* Exercise description:
The reply should be the records repeated exactly, without any images.

* Extracted material:
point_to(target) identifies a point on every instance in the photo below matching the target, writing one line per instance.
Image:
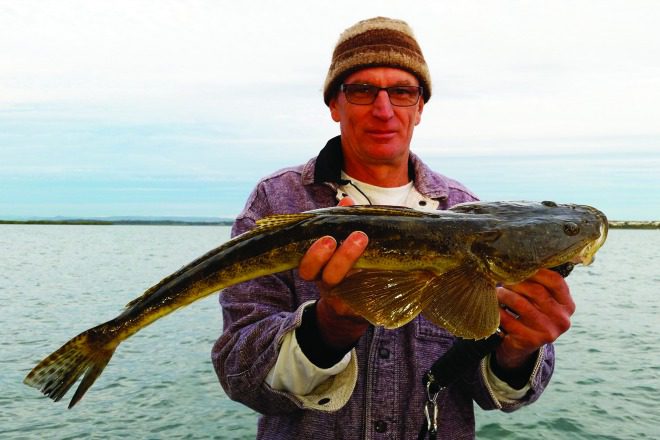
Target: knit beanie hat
(376, 42)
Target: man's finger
(316, 257)
(344, 258)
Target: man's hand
(543, 306)
(328, 264)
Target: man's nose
(382, 107)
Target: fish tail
(82, 355)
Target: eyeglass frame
(419, 89)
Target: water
(58, 280)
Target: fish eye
(571, 229)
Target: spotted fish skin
(444, 265)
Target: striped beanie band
(376, 42)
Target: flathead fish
(444, 265)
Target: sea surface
(56, 281)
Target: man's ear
(420, 108)
(334, 111)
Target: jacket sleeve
(486, 398)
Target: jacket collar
(326, 169)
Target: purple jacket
(388, 399)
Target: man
(300, 356)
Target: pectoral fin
(386, 298)
(464, 302)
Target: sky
(177, 108)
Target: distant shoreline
(119, 222)
(632, 224)
(615, 224)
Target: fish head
(522, 237)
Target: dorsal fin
(378, 210)
(281, 220)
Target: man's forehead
(391, 75)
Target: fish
(445, 265)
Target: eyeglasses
(365, 94)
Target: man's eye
(401, 91)
(366, 89)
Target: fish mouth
(587, 254)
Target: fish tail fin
(82, 355)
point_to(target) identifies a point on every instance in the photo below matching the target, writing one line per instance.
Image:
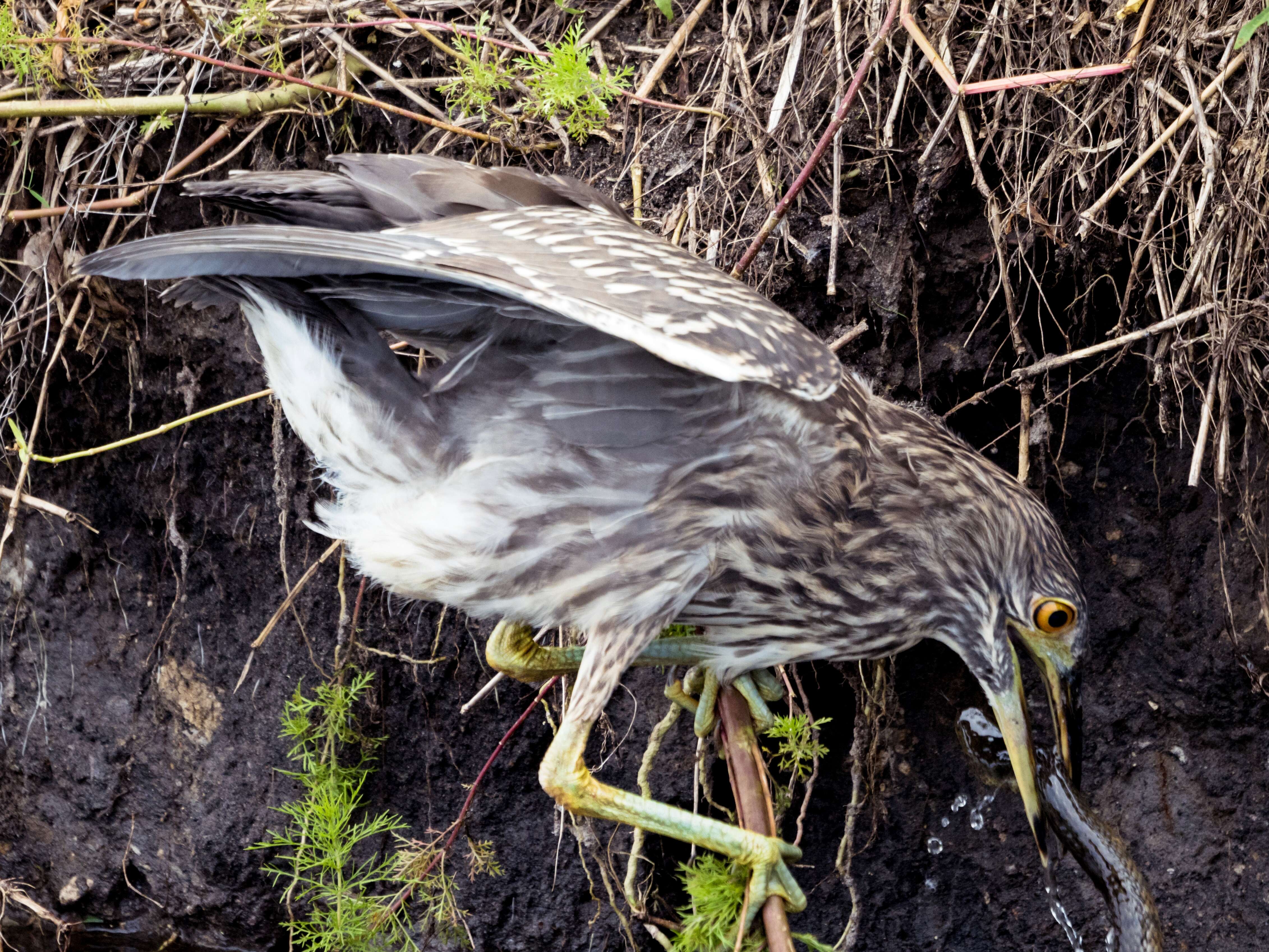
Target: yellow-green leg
(565, 777)
(513, 652)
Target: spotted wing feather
(581, 265)
(376, 192)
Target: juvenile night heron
(620, 437)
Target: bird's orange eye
(1054, 617)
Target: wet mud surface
(134, 775)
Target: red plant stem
(753, 800)
(471, 795)
(782, 207)
(357, 608)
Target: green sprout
(478, 83)
(163, 121)
(717, 892)
(327, 855)
(564, 87)
(1250, 27)
(799, 747)
(30, 64)
(254, 21)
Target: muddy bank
(135, 775)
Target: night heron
(620, 437)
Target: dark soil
(130, 762)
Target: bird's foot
(757, 687)
(771, 876)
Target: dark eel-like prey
(1094, 845)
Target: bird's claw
(757, 688)
(772, 878)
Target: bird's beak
(1011, 709)
(1063, 687)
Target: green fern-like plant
(30, 64)
(564, 87)
(717, 892)
(478, 84)
(320, 852)
(799, 747)
(254, 21)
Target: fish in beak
(1054, 658)
(1011, 710)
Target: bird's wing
(586, 266)
(376, 192)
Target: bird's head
(1037, 605)
(989, 574)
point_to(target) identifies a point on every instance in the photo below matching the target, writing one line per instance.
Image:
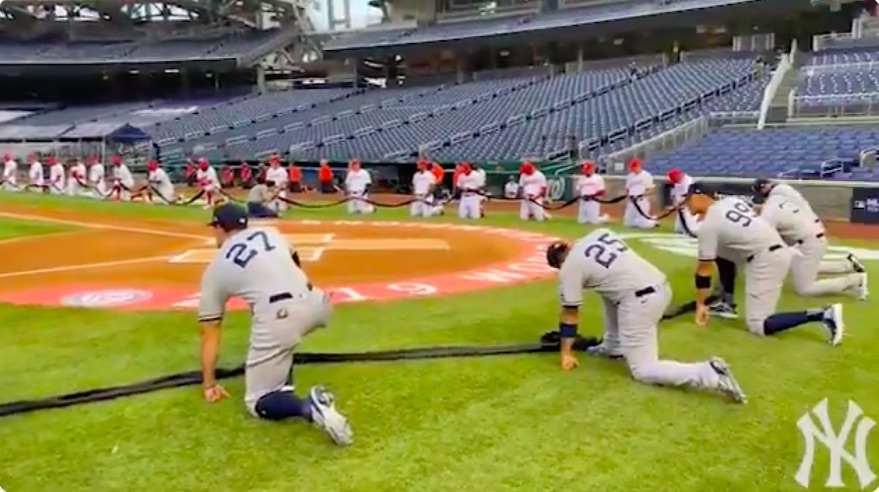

* Answer box:
point_to(target) identifies a point on every instance in the photo below matching the target, writing one line per instance.
Image:
Target: knit beanie hat
(376, 42)
Target: man's finger
(316, 257)
(344, 258)
Target: man's hand
(543, 306)
(328, 264)
Target: man's nose
(382, 107)
Target: fish tail
(82, 355)
Target: eyeglass frame
(419, 89)
Target: water
(58, 280)
Target: fish eye
(571, 229)
Target: spotted fish skin
(444, 265)
Target: striped beanie band
(376, 42)
Target: flathead fish
(444, 265)
Target: sea surface
(56, 281)
Target: man's ear
(420, 108)
(334, 111)
Target: jacket sleeve
(486, 398)
Target: jacket collar
(326, 169)
Target: purple jacket
(388, 399)
Target: man
(300, 356)
Target: pectoral fin
(386, 298)
(464, 302)
Target: sky
(177, 108)
Target: distant shoreline
(119, 222)
(632, 224)
(615, 224)
Target: fish head
(522, 237)
Target: dorsal fin
(378, 210)
(281, 220)
Target: man's forehead
(391, 75)
Target: fish
(445, 265)
Target: eyeglasses
(365, 94)
Target: man's eye
(401, 91)
(366, 89)
Target: fish mouth
(587, 254)
Target: fish tail fin
(82, 355)
point_to(target) identifies a point on every instance in the photo below matching the target, writing one line per instance.
Image:
Target: yellow-green leg
(565, 777)
(513, 652)
Target: spotted wing feather
(581, 265)
(376, 192)
Target: juvenile night heron
(620, 437)
Target: bird's orange eye
(1054, 617)
Target: wet mud surface
(134, 775)
Target: red plant stem
(753, 800)
(471, 795)
(782, 207)
(357, 608)
Target: green sprout
(478, 83)
(163, 121)
(717, 892)
(327, 855)
(564, 87)
(1250, 27)
(799, 747)
(30, 64)
(254, 21)
Target: muddy bank
(135, 775)
Target: night heron
(620, 437)
Target: dark soil
(130, 762)
Target: bird's foot
(757, 687)
(771, 876)
Target: dark eel-like prey
(1094, 845)
Target: bird's claw
(757, 688)
(772, 878)
Target: bird's beak
(1011, 709)
(1063, 687)
Target: green fern-like plant
(30, 64)
(564, 87)
(717, 892)
(478, 84)
(320, 852)
(799, 747)
(254, 21)
Target: fish in beak
(1054, 658)
(1011, 710)
Target: bird's wing
(586, 266)
(376, 192)
Target: bird's head
(1037, 605)
(989, 574)
point_to(target) identifies a point on every instance in the photo below matching the target, writing one line per instance.
Image:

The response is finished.